### Task to complete
Determine whether each statement agrees with the passage on Rust lifetimes, answering yes or no and quoting the words of the passage that decide it. (a) The function tokenize_string allocates one string for every token in its input. (b) The temporary string returned by get_input_string lives until the program ends. (c) In tokenize_string2, a single pointer to its first character represents each token.
══ Reading passage ══
Rust lifetimes: Getting away with things that would be reckless in C++
Over the years, I’ve learned to be cautious with C++ pointers. In
particular, I’m always very careful about who owns a given pointer, and
who’s in charge of calling delete
on it. But my caution often forces me
to write deliberately inefficient functions. For example:
vector<string> tokenize_string(const string &text);
Here, we have a large string text
, and we want to split it into a vector
of tokens. This function is nice and safe, but it allocates one string
for every token in the input. Now, if we were feeling reckless, we could
avoid these allocations by returning a vector of pointers into text
:
vector<pair<const char *,const char *>> tokenize_string2(const string &text);
In this version, each token is represented by two pointers into text
: One
pointing to the first character, and one pointing just beyond the last
character.1 But
this can go horribly wrong:
// Disaster strikes!
auto v = tokenize_string2(get_input_string());
munge(v);
Why does this fail? The function get_input_string
returns a temporary
string, and tokenize_string2
builds an array of pointers into that
string. Unfortunately, the temporary string only lives until the end of
the current expression, and then the underlying memory is released. And so
all our pointers in v
now point into oblivion—and our program just wound
up getting featured in a CERT advisory. So personally, I’m going to prefer
the inefficient tokenize_string
function almost every time.
Rust lifetimes to the rescue!
Going back to our original design, let’s declare a type Token
. Each
token is either a Word
or an Other
, and each token contains pointers
into a pre-existing string. In Rust, we can declare this as follows:
#[deriving(Show, PartialEq)]
enum Token<'a> {
Word(&'a str),
Other(&'a str)
}
The type &str
represents a slice of a pre-existing String
. It’s sort
of like the pair<const char *,const char *>
in C++. But the really
interesting part here is the 'a
. This is a named lifetime parameter,
and it says, “A value of type Token
has the same lifetime as the &str
that it contains.”
═══
══ Recorded data ══
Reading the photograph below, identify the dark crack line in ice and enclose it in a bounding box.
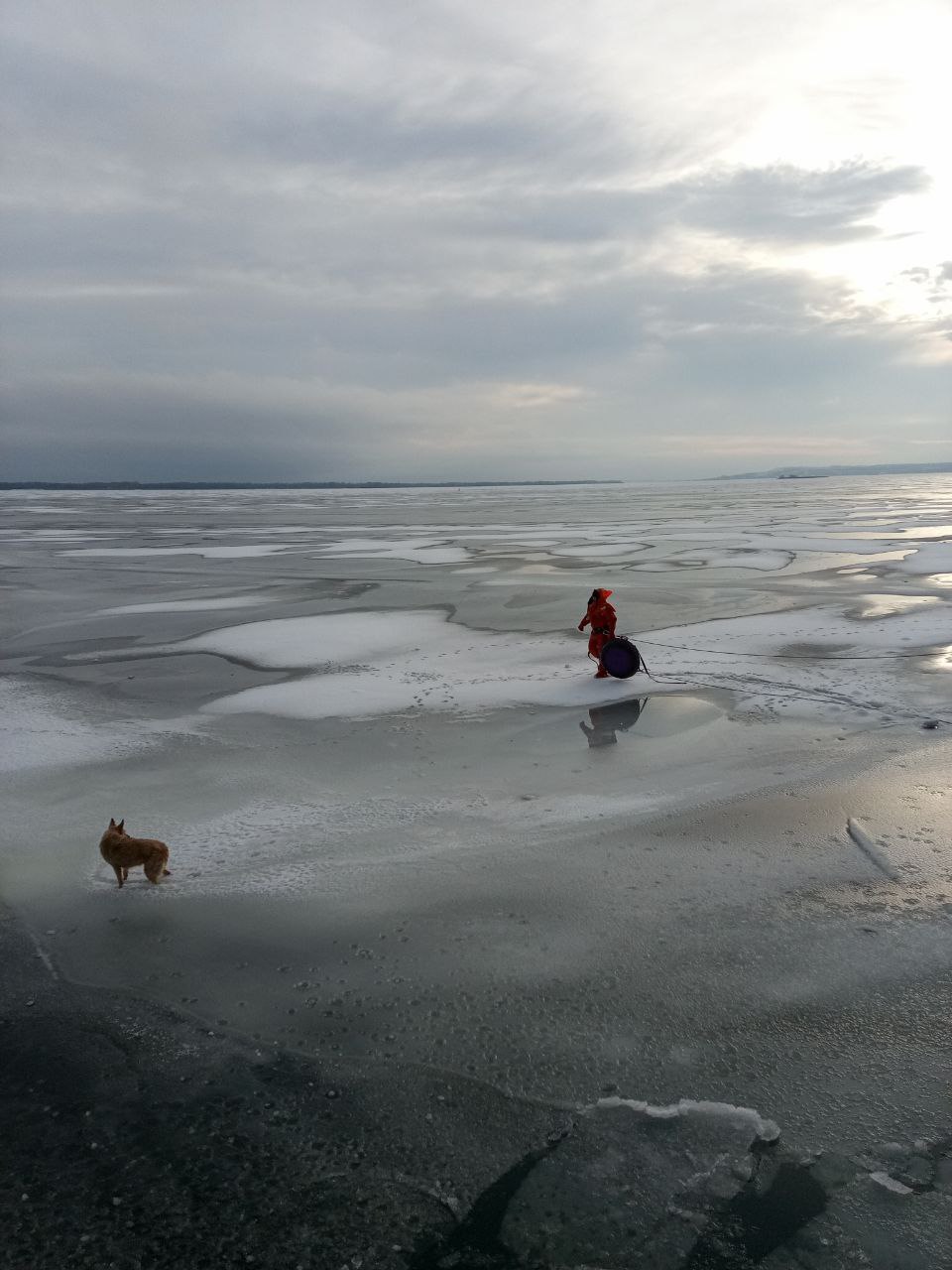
═══
### Written solution
(a) Yes: "it allocates one string for every token in the input".
(b) No: "the temporary string only lives until the end of the current expression".
(c) No: "each token is represented by two pointers into text".